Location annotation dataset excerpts
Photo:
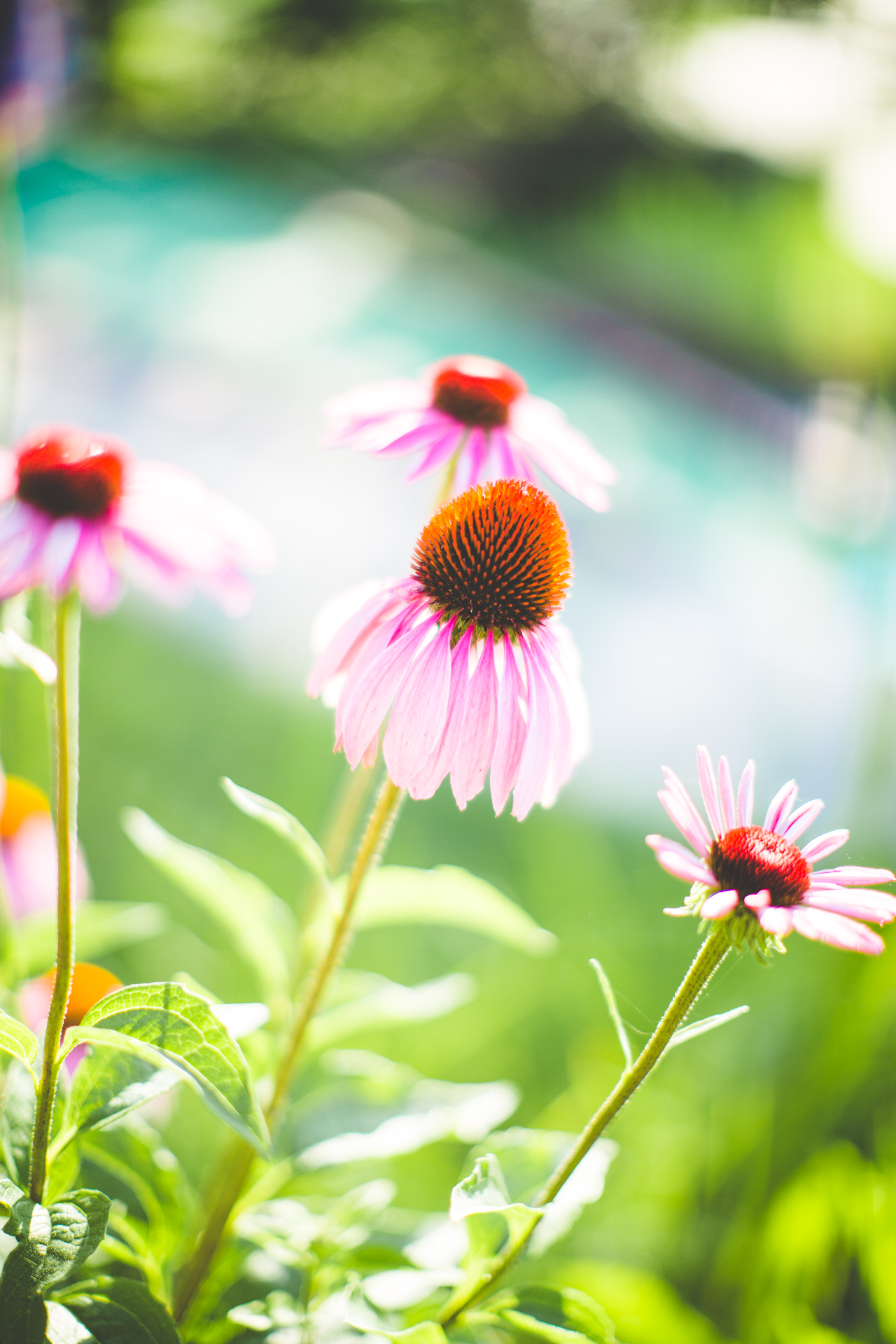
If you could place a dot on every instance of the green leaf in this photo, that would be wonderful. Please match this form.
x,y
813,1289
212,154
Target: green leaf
x,y
699,1028
122,1310
625,1044
16,1121
258,925
168,1026
109,1084
102,926
18,1041
52,1242
281,823
375,1002
448,895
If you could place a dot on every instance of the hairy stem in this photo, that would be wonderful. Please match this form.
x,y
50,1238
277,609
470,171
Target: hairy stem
x,y
701,971
239,1158
66,736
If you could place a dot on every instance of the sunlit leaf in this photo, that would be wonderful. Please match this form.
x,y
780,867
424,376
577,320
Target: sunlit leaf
x,y
168,1026
18,1041
281,823
261,927
451,897
122,1310
102,926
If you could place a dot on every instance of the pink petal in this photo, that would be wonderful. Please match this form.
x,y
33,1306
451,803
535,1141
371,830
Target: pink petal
x,y
802,819
878,906
542,432
850,875
377,685
425,784
719,906
727,796
780,806
822,846
745,794
777,921
421,710
476,745
708,790
836,930
511,730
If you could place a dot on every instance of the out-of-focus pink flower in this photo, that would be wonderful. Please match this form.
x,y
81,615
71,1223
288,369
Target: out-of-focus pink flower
x,y
469,654
89,984
476,414
29,851
758,875
85,511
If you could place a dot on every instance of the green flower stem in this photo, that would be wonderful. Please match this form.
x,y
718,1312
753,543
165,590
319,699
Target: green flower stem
x,y
701,971
238,1160
66,736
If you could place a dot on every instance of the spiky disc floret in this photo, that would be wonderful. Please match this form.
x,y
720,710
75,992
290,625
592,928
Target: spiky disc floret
x,y
498,558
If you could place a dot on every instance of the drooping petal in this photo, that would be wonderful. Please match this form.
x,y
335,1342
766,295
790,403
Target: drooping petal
x,y
745,794
421,710
708,790
780,806
878,906
476,743
850,875
719,906
511,730
543,433
802,819
822,846
837,930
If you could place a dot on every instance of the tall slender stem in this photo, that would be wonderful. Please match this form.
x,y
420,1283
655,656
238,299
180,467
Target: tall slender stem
x,y
66,734
239,1158
704,965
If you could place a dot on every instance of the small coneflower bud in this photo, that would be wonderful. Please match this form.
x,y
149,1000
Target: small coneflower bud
x,y
477,419
758,879
480,673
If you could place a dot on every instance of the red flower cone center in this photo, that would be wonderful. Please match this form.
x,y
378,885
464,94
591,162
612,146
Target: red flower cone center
x,y
476,391
66,482
751,859
496,556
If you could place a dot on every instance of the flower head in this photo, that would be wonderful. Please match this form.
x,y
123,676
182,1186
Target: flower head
x,y
469,654
89,984
29,864
83,511
758,878
476,416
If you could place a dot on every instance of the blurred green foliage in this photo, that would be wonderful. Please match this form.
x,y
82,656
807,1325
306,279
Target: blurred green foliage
x,y
752,1183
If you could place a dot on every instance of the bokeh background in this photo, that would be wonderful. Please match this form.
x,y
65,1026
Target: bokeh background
x,y
679,220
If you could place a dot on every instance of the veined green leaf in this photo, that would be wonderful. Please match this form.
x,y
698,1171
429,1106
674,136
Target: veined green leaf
x,y
122,1310
260,926
18,1041
171,1027
52,1242
448,895
282,823
16,1121
102,926
699,1028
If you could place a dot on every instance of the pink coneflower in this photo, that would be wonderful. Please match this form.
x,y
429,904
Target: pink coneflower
x,y
83,511
758,875
469,652
475,416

| TASK DETAILS |
Reproduce the lines from the one containing "of the veined" through the final line, both included. Leave the request wording and format samples unchanged, and rescale every answer coordinate by multiplying it by 1.75 and rounding to a whole number, with halves rounded up.

| THE OUTPUT |
If you could place a dot on every instance of the veined green leaf in this photo, that would be wonderful. Please match this form.
x,y
698,1171
429,1106
674,136
Target: veined green leaf
x,y
214,2293
455,1621
32,1822
299,1797
91,2174
784,1566
494,1440
28,1962
179,1621
1223,1799
If you could place a dot on every instance of the pink coneflower in this photo, that would be wonderful. Please match this form.
x,y
429,904
Target: pink coneflower
x,y
145,894
1327,1531
821,1141
831,728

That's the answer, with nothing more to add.